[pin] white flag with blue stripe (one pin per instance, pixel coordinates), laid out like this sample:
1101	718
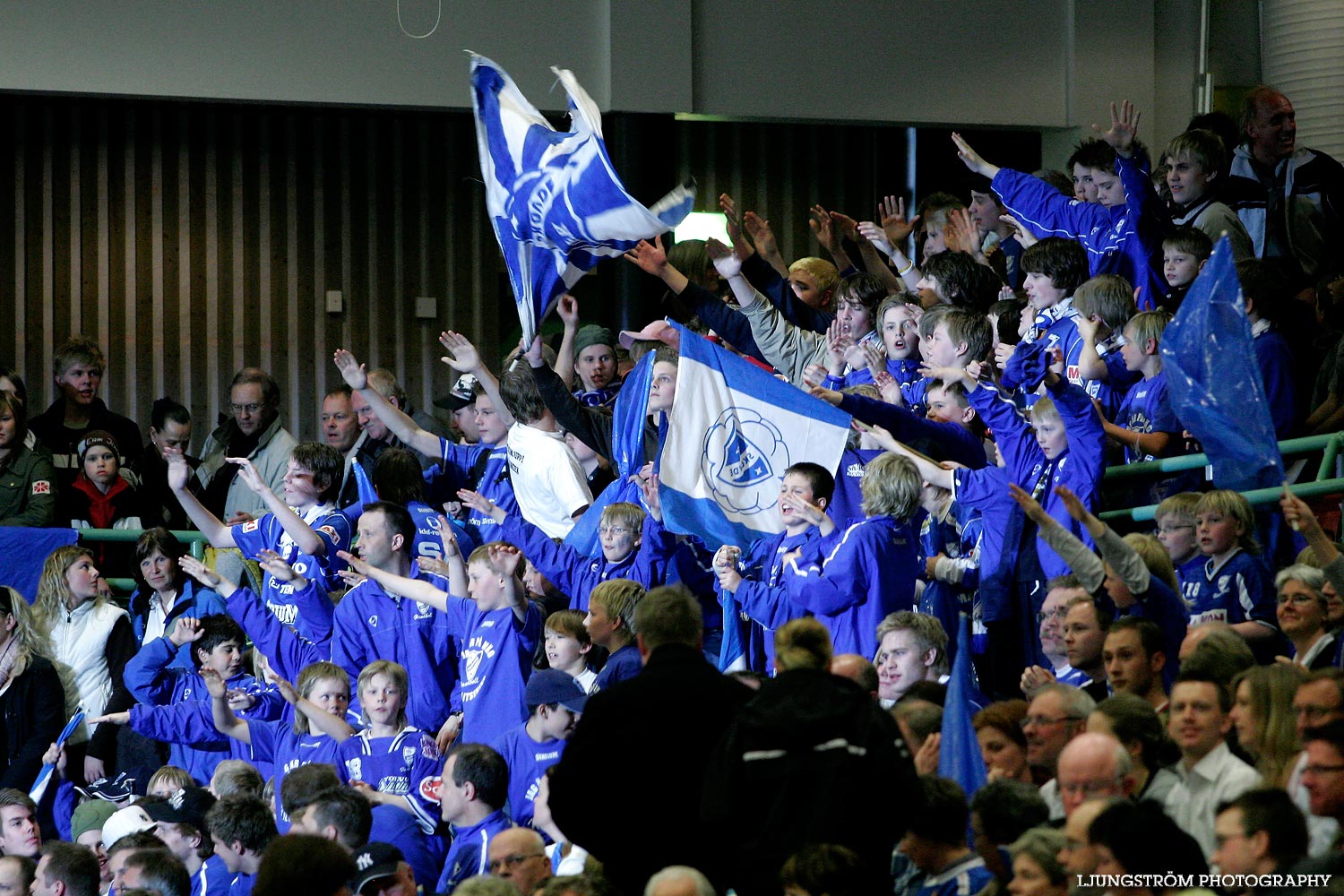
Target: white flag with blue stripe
733	432
554	199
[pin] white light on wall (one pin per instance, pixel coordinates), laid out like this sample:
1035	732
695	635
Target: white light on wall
702	225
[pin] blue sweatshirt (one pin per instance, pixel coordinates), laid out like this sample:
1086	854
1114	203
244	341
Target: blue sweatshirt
852	579
527	763
371	625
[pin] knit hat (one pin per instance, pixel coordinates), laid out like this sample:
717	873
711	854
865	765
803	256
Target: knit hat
593	335
90	815
93	440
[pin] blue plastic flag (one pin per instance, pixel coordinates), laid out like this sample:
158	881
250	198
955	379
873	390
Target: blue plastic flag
1214	382
632	409
959	755
554	199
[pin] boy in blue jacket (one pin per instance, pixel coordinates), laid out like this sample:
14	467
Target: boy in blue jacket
1123	231
752	586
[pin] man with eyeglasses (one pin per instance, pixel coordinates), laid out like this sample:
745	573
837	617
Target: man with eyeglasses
518	855
1317	702
254	433
1055	716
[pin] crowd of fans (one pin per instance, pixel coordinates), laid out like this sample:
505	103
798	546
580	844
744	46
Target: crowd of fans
427	685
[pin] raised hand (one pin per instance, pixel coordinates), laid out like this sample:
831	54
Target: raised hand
1023	236
249	474
461	355
875	236
728	263
532	352
648	257
351	370
1030	505
892	215
972	159
214	683
1124	129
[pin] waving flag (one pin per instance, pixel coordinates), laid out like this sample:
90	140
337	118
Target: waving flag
1214	382
733	432
959	754
554	199
632	409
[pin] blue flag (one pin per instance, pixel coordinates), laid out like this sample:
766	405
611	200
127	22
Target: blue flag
1214	381
959	755
554	199
632	409
733	432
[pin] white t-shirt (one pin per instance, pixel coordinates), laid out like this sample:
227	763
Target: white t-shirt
547	479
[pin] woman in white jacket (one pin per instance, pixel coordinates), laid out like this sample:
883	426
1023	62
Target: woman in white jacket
91	640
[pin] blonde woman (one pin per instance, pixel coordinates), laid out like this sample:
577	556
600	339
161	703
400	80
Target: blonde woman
31	696
91	641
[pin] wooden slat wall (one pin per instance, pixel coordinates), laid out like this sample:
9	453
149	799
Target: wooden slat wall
193	239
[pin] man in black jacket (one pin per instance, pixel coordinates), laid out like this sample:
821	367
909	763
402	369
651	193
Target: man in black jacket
628	786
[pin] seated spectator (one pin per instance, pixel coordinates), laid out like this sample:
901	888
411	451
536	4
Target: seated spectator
27	478
254	433
77	368
1209	771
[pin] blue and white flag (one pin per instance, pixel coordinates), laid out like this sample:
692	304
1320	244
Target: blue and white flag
554	199
733	432
1214	381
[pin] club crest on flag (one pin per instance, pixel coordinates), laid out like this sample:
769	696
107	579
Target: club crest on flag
742	460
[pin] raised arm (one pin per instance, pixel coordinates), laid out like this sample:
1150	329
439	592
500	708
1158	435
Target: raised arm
400	424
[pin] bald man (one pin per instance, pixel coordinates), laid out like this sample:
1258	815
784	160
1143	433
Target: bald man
1093	764
518	855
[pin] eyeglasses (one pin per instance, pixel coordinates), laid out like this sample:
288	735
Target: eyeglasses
513	861
1322	770
1040	721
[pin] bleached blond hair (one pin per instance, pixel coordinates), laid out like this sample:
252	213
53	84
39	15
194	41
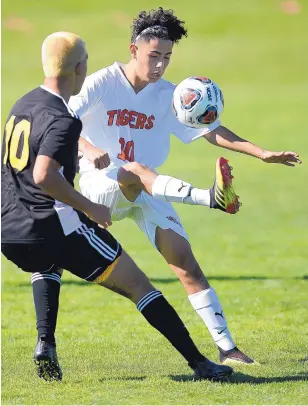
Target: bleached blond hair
61	51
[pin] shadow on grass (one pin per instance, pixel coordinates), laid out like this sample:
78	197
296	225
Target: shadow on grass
239	378
174	280
231	278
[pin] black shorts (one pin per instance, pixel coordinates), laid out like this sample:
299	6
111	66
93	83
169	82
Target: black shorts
87	252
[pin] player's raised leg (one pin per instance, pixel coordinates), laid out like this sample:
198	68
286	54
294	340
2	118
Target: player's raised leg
134	177
99	258
128	280
177	252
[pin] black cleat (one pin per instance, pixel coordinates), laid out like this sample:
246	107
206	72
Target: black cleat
234	356
46	361
223	196
214	372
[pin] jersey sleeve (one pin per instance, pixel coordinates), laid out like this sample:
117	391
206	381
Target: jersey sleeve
188	134
61	139
91	93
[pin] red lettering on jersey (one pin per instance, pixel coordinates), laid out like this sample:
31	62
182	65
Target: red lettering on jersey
111	114
136	120
124	117
141	119
132	117
118	117
149	123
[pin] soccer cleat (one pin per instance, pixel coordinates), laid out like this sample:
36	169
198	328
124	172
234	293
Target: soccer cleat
46	361
234	356
214	372
223	196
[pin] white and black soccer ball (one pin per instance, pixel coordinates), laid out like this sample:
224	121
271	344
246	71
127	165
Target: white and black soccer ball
197	102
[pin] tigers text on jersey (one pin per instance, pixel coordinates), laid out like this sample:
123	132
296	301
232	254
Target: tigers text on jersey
40	123
129	126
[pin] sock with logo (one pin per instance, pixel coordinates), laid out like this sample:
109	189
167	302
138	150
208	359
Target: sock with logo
170	189
46	291
162	316
207	305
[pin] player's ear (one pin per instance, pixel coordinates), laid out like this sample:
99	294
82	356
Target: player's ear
133	51
78	68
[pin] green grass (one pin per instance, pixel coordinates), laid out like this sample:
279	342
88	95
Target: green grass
257	260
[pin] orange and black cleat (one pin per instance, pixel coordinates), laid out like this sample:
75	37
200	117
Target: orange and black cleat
223	196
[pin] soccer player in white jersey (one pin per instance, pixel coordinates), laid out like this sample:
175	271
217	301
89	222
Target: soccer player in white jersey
127	121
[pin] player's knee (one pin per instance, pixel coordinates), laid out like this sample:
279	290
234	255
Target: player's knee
186	261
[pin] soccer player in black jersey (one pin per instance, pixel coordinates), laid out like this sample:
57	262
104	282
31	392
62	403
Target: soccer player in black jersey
47	225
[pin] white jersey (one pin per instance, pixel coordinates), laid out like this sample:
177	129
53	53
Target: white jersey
129	126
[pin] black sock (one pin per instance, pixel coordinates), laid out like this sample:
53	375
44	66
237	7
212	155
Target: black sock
162	316
46	291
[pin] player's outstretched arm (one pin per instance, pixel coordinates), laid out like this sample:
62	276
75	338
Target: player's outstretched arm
46	175
225	138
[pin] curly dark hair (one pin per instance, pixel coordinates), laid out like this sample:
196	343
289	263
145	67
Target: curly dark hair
165	25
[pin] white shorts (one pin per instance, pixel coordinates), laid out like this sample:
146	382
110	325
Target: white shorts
101	186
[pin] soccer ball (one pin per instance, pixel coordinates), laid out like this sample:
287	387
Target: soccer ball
197	102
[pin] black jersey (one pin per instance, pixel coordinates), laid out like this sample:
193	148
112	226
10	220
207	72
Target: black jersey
40	123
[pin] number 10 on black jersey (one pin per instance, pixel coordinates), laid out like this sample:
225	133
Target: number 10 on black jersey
16	139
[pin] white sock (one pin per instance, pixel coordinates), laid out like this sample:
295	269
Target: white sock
206	304
176	190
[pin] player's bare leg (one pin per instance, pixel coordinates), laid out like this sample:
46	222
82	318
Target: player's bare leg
134	178
125	278
178	254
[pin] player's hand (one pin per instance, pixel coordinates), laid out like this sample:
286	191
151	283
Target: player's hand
97	156
283	157
100	214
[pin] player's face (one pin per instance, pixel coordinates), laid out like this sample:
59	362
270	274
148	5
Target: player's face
152	59
80	74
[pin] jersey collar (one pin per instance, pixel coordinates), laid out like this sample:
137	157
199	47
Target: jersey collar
119	66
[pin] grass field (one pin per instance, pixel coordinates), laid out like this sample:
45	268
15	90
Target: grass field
257	260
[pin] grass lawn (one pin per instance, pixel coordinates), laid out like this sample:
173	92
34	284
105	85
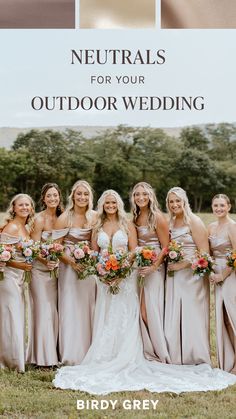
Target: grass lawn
31	395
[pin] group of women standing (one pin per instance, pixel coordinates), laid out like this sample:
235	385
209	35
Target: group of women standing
78	322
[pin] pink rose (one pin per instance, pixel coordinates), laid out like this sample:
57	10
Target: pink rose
202	263
79	254
27	252
172	254
58	247
5	256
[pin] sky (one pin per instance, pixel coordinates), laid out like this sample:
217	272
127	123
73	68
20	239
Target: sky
37	63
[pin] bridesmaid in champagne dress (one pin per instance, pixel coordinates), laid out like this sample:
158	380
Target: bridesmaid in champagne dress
76	298
187	295
12	303
152	229
43	315
222	236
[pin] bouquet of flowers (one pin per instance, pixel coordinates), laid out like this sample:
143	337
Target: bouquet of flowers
174	254
231	259
145	256
83	255
51	251
30	250
112	267
203	264
6	253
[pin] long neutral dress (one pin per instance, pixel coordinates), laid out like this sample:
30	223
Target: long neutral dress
76	302
153	334
187	309
43	315
115	360
12	314
225	304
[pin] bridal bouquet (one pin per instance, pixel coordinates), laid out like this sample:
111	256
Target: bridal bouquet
51	251
112	267
174	254
6	253
30	250
145	256
203	264
231	259
84	256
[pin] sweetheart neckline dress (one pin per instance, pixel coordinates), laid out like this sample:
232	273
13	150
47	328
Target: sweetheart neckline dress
115	361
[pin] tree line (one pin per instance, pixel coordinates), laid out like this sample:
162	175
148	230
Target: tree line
202	160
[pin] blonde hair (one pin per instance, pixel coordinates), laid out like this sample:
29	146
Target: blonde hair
152	205
187	212
10	213
101	215
70	207
221	196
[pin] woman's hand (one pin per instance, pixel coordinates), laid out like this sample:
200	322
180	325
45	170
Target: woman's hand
27	267
216	278
177	266
2	266
51	265
147	270
76	266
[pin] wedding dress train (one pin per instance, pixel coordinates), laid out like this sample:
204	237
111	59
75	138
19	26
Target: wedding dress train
115	360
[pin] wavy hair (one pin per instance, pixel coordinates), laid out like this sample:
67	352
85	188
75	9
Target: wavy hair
70	207
10	213
45	188
153	205
101	215
187	212
221	196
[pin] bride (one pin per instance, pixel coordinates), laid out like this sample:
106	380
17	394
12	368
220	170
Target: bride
115	360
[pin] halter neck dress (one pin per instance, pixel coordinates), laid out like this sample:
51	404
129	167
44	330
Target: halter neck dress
43	315
76	302
225	304
187	309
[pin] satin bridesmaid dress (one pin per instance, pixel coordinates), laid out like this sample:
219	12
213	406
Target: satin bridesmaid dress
154	342
43	315
225	304
76	302
187	309
12	314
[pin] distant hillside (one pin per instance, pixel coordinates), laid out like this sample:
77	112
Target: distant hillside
8	135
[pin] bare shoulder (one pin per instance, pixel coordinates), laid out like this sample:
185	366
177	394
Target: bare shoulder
196	222
131	227
11	228
161	219
94	217
39	220
61	221
211	227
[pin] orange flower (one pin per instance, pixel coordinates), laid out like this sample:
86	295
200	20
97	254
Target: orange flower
108	265
147	253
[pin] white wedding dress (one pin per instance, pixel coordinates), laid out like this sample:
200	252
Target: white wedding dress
115	360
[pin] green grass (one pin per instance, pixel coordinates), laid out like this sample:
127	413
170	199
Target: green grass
31	395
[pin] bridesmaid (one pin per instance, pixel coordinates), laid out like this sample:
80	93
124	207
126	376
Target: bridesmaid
12	304
76	298
222	236
187	295
43	316
152	229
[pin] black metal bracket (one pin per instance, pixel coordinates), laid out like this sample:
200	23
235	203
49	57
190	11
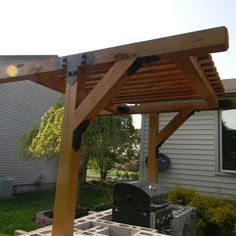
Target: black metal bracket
139	62
72	62
77	134
225	104
123	109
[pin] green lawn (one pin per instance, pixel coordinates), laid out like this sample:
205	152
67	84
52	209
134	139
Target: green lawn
19	211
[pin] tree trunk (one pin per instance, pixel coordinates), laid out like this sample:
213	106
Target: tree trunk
103	175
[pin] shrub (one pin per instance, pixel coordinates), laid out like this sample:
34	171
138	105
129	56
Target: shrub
215	215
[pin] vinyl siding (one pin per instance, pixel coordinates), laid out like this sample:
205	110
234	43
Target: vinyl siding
21	105
194	153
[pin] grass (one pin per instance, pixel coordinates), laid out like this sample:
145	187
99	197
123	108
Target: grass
18	212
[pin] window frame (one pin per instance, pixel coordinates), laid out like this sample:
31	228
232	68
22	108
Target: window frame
221	146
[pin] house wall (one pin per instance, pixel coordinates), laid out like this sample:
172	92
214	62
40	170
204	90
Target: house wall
21	105
194	153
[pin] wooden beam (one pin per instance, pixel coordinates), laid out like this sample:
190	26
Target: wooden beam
68	170
17	68
172	126
51	80
192	69
165	107
199	42
103	92
152	160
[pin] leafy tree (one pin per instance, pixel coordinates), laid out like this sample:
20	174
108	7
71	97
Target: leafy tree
115	142
107	141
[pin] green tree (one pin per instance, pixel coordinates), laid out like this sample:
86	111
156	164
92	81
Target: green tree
114	140
107	140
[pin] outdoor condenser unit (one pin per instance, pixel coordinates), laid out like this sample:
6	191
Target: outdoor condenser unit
6	186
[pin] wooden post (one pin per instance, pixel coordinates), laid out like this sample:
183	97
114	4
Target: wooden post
67	173
152	160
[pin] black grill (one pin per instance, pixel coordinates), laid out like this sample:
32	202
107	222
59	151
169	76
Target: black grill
140	203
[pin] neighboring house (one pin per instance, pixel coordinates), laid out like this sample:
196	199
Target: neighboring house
195	152
21	105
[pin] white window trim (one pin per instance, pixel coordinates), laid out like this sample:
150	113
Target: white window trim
220	150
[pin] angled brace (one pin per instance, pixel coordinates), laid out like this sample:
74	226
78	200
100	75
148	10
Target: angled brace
72	62
161	143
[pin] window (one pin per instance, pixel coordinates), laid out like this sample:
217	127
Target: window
228	138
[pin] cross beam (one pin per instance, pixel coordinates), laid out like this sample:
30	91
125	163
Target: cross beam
192	69
102	93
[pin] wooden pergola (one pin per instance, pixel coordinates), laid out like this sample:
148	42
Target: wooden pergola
172	74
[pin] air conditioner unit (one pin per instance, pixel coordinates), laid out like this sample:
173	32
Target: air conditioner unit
6	186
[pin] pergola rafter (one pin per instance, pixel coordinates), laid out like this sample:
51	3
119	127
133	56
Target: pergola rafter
172	74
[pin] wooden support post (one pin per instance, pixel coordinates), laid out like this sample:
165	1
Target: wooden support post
68	166
152	160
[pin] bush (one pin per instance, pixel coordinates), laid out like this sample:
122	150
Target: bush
215	215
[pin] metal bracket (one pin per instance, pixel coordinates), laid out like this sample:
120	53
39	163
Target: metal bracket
139	62
77	134
123	109
72	62
225	104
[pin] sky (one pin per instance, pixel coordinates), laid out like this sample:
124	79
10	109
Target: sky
74	26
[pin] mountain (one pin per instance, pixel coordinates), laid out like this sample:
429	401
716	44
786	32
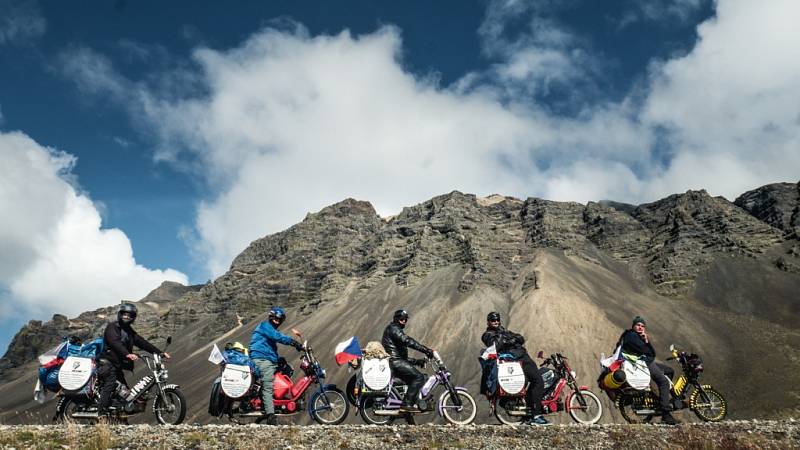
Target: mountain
711	276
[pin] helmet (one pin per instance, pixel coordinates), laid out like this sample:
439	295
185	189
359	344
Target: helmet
236	346
278	314
129	308
400	314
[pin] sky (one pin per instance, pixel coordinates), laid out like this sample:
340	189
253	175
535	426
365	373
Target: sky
150	141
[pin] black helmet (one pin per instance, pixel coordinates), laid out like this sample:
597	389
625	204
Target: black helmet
129	308
277	313
400	314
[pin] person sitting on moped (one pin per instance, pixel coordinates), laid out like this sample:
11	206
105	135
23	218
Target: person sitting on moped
264	353
636	342
506	341
396	343
118	340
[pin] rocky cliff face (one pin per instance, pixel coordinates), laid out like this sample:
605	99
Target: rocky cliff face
703	267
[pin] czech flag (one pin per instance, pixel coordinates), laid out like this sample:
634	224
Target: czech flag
347	351
489	353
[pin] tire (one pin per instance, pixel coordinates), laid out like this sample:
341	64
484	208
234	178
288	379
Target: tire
463	415
708	404
589	414
367	406
331	408
165	416
625	406
503	416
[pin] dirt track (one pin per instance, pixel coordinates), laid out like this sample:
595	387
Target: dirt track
726	435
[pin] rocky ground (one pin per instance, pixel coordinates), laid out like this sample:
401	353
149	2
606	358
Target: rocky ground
726	435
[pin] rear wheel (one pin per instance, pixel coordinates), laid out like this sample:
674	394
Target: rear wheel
329	407
367	407
584	407
171	408
708	404
504	408
459	415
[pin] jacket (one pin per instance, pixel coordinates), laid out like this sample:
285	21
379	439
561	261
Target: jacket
633	344
505	341
118	342
264	340
396	342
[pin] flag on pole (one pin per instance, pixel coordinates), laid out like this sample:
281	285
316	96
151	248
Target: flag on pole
216	355
347	351
489	353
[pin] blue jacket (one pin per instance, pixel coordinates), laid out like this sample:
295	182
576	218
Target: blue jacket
263	342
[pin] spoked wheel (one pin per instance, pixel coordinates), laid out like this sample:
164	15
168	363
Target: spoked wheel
329	407
625	407
170	409
708	404
504	405
585	407
459	415
367	407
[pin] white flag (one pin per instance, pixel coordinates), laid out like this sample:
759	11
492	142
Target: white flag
216	355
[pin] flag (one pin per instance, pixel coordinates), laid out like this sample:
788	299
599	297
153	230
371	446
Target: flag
347	351
490	353
216	356
51	354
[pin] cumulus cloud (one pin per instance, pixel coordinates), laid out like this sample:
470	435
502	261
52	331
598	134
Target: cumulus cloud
20	21
287	123
54	254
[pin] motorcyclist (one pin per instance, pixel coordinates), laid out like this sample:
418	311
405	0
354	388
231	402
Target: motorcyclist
396	343
635	341
264	353
119	339
506	341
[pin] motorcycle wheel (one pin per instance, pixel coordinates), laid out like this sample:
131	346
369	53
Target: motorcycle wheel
173	415
708	404
588	414
463	415
503	416
329	409
625	406
367	407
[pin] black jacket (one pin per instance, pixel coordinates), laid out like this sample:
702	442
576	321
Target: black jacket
633	344
505	341
119	342
396	342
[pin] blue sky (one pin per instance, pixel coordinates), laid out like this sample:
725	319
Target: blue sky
154	140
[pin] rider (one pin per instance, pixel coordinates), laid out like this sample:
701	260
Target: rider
635	341
264	352
118	341
506	341
396	343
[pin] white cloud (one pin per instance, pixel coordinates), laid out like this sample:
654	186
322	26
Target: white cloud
54	254
288	123
20	21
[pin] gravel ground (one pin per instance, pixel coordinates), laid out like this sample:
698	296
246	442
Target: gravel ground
725	435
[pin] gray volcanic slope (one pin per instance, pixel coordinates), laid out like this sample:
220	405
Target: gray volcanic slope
709	276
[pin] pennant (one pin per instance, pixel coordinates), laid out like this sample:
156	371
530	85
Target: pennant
347	351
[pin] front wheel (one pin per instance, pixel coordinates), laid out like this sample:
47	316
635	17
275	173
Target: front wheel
329	406
367	407
584	407
708	404
171	408
458	415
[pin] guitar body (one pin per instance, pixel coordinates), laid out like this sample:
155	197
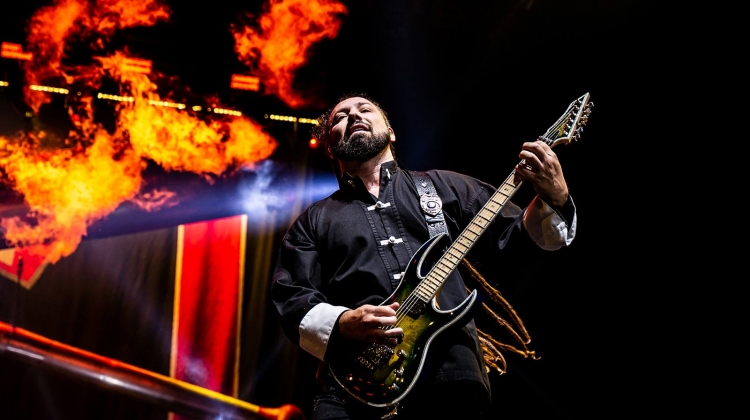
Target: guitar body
379	375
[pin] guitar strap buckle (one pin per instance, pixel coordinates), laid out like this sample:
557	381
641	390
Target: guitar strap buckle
432	206
391	414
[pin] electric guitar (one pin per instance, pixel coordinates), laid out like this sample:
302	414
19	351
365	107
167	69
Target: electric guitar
380	375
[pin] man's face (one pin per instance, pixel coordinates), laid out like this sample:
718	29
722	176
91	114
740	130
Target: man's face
358	130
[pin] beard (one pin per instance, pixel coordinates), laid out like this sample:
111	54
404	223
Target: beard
361	146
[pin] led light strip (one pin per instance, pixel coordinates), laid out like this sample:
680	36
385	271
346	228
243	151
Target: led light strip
292	119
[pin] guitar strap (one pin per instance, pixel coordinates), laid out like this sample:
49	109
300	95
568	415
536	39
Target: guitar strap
432	206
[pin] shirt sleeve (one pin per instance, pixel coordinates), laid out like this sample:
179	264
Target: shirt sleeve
551	228
306	317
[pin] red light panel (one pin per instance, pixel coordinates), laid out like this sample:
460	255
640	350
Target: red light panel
245	82
9	50
136	65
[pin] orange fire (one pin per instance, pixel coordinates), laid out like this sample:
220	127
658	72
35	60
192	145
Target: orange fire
280	46
66	191
69	183
53	28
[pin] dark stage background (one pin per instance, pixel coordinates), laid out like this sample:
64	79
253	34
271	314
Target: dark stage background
464	83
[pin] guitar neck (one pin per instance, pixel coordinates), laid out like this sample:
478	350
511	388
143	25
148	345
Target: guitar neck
466	240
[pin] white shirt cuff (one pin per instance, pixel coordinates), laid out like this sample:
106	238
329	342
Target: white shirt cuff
316	327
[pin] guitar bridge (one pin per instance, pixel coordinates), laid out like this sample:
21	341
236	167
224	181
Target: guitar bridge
415	310
374	356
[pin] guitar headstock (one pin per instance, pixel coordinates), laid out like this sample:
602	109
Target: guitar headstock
570	125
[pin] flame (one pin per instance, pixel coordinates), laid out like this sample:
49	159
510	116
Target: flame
70	181
281	44
52	28
178	141
66	191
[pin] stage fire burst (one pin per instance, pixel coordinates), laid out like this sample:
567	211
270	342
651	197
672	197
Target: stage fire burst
68	183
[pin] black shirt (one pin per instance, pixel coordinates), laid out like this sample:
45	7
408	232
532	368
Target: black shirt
351	248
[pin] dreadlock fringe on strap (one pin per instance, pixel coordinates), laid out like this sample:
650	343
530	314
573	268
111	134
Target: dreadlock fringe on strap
492	347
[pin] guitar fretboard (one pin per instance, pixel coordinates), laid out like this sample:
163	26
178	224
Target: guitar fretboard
461	246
· · · ·
• [Exercise aim]
Find the line containing "[pin] shirt sleeve" in the material above. Print it and every line after it through the end, exactly and only those.

• [Solution to the problem]
[pin] shirt sleeve (one pin per instance, pixel coordinates), laid out like this sample:
179	264
Target: shirt sleeve
551	228
306	317
[pin] red light panel (one pin per instance, pixel coordinates), laid out like this sample:
460	255
640	350
Target: red light panel
245	82
9	50
136	65
[pin] orange fire (one pin per instance, pixel coordinates), laid out like this sample:
220	127
658	72
35	60
192	145
Target: orange fire
280	46
66	191
69	183
53	28
[pin] dark stage background (one pin per instance, pixel coordinates), laid out like this sample:
64	79
253	34
271	314
Target: dark stage background
464	83
[pin] guitar neck (one pin per instance, pixel coordinates), laid out like this sample:
478	350
511	388
143	25
148	345
Target: guitar neck
466	240
[pin] white shirt cuff (one pin per instance, pixel coordinates), laid out like this sample:
106	238
329	342
Target: white shirt cuff
316	327
[pin] guitar bridge (one pin per instance, pixel coordinates), laid out like this sample:
21	341
236	167
224	181
Target: guitar bridge
415	310
374	356
[pin] guitar headstock (one pin per instance, pixel coordinates), laid out like this sample:
602	109
Target: guitar headstock
570	125
[pin] flame (one pin per instance, pixel coordinates), laid out like this sample:
49	159
510	116
Target: flame
70	181
281	44
52	28
178	141
66	191
[pin] stage fire burst (one pin per instance, pixel coordinates), laid out like this sample:
567	211
270	342
651	197
672	197
Target: stage fire burst
68	183
[pin] black shirt (one pin per instance, pixel coordinates), laid out like this sample:
45	7
408	232
532	368
Target: black shirt
351	248
[pin] dreadlock fringe on strap (one pin per instance, pixel coordinates), laid out like this sample:
650	343
530	314
573	268
111	134
Target: dreadlock fringe on strap
492	347
[pin] guitar fretboard (one pin per instance, pixel coordinates), laid out like this sample:
163	26
178	224
Target: guitar fretboard
461	246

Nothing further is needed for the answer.